## What to do
Count the lines in the entries below that contain the word "wooden", and reply with only that number.
==== Material
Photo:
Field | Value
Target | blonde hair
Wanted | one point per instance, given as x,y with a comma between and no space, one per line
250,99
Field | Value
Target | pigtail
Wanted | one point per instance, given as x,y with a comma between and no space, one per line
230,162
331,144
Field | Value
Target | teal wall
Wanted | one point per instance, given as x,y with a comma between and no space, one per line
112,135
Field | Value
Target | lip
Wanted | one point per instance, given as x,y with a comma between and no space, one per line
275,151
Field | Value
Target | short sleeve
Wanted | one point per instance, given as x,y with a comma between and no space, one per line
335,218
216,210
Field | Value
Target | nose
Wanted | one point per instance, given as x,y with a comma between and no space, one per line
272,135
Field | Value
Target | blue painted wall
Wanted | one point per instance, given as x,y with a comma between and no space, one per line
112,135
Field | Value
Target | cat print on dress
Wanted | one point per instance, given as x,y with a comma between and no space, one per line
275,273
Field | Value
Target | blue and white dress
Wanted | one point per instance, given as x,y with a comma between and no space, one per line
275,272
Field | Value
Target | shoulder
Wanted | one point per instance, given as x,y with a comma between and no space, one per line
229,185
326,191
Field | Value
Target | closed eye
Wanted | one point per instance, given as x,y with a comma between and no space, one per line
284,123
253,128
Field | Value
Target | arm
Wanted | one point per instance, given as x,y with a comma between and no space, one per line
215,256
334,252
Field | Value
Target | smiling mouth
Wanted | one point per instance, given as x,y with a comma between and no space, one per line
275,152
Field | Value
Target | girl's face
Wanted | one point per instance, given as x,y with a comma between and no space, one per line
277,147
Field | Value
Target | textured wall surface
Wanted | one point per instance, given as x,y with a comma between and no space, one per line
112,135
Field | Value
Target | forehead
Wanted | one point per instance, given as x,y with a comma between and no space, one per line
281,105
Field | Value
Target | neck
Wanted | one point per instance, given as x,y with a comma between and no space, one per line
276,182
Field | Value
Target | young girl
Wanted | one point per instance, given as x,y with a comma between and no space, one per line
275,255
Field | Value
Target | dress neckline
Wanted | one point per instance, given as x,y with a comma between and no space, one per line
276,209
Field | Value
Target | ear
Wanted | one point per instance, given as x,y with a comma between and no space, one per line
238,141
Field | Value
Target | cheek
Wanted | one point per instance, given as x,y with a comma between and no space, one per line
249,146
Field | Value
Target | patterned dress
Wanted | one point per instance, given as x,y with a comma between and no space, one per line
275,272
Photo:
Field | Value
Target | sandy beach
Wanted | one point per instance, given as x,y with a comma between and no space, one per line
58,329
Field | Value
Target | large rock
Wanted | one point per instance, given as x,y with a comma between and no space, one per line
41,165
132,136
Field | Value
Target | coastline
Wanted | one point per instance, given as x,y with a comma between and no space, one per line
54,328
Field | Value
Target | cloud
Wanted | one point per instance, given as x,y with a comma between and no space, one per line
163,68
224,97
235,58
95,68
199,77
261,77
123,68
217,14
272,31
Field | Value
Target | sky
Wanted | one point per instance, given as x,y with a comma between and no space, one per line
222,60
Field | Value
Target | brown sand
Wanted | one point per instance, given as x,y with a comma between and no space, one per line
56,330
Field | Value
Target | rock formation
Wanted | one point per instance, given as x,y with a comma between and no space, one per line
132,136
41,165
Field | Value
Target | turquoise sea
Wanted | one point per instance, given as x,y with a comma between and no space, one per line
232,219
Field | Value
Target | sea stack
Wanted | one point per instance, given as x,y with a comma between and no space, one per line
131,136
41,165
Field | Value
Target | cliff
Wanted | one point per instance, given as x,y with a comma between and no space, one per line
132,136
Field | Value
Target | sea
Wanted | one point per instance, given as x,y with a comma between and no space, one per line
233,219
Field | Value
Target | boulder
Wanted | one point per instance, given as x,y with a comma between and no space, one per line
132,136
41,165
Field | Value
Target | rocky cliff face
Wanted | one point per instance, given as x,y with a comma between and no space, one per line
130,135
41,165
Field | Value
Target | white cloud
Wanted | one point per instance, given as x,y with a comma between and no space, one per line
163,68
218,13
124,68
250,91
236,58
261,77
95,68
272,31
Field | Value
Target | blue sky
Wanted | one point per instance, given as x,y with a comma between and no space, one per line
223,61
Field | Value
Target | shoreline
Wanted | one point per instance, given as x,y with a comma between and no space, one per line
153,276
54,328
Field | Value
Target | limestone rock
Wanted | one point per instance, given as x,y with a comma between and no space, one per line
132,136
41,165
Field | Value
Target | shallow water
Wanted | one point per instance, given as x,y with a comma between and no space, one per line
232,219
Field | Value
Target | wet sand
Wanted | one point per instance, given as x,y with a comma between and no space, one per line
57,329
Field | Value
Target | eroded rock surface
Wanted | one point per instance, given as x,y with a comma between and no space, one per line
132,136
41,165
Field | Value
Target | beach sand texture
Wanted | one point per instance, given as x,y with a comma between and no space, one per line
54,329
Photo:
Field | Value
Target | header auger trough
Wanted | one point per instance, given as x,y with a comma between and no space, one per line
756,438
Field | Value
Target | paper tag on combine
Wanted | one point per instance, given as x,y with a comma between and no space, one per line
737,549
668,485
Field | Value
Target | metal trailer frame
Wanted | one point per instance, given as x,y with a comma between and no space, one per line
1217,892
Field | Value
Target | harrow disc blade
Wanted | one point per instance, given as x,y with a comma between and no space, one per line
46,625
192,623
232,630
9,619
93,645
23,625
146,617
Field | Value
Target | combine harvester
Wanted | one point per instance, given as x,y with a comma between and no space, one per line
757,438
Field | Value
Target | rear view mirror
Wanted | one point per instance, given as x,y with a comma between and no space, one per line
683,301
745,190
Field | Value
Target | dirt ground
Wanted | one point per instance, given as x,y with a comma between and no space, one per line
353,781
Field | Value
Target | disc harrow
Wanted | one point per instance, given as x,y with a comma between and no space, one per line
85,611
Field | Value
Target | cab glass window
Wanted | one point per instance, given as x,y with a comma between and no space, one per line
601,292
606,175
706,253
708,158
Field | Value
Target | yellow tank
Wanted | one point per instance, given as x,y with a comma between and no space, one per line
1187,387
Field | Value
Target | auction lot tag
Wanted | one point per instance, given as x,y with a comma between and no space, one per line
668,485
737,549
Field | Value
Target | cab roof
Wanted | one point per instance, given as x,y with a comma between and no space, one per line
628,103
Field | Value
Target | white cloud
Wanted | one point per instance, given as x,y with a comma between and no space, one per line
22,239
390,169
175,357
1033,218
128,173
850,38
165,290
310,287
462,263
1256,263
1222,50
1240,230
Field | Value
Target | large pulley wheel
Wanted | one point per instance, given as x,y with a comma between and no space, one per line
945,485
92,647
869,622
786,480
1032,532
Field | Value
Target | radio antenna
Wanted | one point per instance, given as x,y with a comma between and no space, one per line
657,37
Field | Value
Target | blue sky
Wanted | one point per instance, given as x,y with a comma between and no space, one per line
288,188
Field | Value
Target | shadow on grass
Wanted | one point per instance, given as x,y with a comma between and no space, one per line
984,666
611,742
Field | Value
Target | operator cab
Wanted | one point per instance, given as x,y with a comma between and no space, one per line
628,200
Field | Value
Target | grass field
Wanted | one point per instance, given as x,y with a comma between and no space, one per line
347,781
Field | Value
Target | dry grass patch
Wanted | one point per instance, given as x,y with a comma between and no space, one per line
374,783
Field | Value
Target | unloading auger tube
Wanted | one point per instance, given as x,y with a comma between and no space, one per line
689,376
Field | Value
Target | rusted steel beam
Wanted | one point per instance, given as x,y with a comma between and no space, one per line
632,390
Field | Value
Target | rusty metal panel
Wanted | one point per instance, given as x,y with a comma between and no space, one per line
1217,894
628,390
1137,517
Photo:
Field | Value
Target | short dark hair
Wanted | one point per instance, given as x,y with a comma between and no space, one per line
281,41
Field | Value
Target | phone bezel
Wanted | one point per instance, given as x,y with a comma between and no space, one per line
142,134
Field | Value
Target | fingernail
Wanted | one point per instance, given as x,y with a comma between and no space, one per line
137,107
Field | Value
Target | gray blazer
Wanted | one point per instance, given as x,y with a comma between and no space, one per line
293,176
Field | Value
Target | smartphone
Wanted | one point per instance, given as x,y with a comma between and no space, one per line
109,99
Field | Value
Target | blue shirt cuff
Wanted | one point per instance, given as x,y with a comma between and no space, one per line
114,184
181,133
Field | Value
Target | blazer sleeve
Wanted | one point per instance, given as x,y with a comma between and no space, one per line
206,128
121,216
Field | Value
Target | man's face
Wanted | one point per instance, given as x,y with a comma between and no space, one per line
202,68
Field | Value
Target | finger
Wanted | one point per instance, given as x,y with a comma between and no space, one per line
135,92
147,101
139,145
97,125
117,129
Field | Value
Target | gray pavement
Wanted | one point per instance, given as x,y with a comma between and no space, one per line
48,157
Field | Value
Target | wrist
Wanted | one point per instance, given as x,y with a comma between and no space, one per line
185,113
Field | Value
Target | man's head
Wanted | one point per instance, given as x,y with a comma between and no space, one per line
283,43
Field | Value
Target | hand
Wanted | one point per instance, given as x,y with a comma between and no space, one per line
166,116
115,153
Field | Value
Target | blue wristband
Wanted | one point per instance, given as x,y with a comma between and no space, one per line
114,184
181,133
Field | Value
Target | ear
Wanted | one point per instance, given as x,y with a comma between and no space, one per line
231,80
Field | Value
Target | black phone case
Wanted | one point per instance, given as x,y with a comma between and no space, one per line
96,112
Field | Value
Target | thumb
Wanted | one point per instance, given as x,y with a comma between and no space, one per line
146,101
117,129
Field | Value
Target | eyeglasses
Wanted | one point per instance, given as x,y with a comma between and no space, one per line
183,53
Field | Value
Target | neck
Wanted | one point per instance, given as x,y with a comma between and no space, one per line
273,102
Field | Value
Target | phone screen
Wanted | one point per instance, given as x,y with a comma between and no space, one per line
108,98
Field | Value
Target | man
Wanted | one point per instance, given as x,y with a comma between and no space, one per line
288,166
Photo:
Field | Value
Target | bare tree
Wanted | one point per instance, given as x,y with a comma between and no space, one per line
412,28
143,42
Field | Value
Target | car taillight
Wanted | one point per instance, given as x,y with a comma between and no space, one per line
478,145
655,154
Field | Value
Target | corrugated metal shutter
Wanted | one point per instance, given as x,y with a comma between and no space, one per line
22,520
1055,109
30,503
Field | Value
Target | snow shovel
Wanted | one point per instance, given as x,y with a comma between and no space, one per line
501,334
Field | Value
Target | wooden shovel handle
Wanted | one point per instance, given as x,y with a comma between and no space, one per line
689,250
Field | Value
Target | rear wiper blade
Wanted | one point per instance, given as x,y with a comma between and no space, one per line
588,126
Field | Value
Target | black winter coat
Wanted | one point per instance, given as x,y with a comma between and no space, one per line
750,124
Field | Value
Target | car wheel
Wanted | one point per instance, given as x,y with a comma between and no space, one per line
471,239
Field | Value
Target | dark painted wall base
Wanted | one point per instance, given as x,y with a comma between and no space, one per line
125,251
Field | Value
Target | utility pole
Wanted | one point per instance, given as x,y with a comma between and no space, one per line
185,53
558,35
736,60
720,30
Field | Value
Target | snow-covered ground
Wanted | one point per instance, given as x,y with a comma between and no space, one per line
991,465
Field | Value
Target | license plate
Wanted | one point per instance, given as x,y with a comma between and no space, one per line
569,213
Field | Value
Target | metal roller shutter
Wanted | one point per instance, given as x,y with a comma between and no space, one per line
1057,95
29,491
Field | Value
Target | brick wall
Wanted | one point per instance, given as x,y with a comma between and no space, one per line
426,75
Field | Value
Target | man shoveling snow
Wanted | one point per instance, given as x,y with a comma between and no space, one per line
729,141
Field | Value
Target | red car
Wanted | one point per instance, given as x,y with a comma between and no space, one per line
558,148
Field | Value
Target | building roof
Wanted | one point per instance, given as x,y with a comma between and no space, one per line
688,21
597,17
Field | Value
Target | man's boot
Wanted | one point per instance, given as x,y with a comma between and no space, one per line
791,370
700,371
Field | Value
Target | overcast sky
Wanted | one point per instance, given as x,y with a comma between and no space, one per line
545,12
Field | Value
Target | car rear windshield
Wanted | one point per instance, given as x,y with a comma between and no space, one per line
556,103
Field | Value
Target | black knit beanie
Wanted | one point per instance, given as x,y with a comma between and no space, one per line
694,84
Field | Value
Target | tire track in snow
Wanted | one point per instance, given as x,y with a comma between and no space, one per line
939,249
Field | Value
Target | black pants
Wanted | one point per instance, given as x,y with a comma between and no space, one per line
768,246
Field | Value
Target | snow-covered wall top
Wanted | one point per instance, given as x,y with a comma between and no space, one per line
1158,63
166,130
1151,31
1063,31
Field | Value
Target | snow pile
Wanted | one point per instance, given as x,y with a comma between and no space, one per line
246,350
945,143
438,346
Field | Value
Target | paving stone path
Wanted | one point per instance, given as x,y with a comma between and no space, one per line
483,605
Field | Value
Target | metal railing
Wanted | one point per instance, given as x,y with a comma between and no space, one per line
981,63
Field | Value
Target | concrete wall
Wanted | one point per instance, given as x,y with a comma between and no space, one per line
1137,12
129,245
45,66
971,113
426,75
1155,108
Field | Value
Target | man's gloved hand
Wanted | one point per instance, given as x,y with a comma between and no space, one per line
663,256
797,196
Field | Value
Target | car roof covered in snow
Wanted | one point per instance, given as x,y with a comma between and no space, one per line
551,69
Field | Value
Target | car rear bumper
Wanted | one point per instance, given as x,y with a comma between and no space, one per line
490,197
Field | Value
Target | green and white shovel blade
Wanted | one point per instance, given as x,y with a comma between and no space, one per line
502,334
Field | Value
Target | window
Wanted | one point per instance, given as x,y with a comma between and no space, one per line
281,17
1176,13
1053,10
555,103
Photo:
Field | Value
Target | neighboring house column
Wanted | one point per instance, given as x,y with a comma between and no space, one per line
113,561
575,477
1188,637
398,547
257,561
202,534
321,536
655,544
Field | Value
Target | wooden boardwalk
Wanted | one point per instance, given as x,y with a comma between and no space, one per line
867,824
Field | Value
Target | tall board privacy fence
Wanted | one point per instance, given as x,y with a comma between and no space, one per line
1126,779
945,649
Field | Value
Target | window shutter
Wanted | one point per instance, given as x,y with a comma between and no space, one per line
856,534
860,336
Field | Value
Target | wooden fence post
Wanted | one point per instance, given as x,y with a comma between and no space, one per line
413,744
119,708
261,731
========
## Completed exercise
3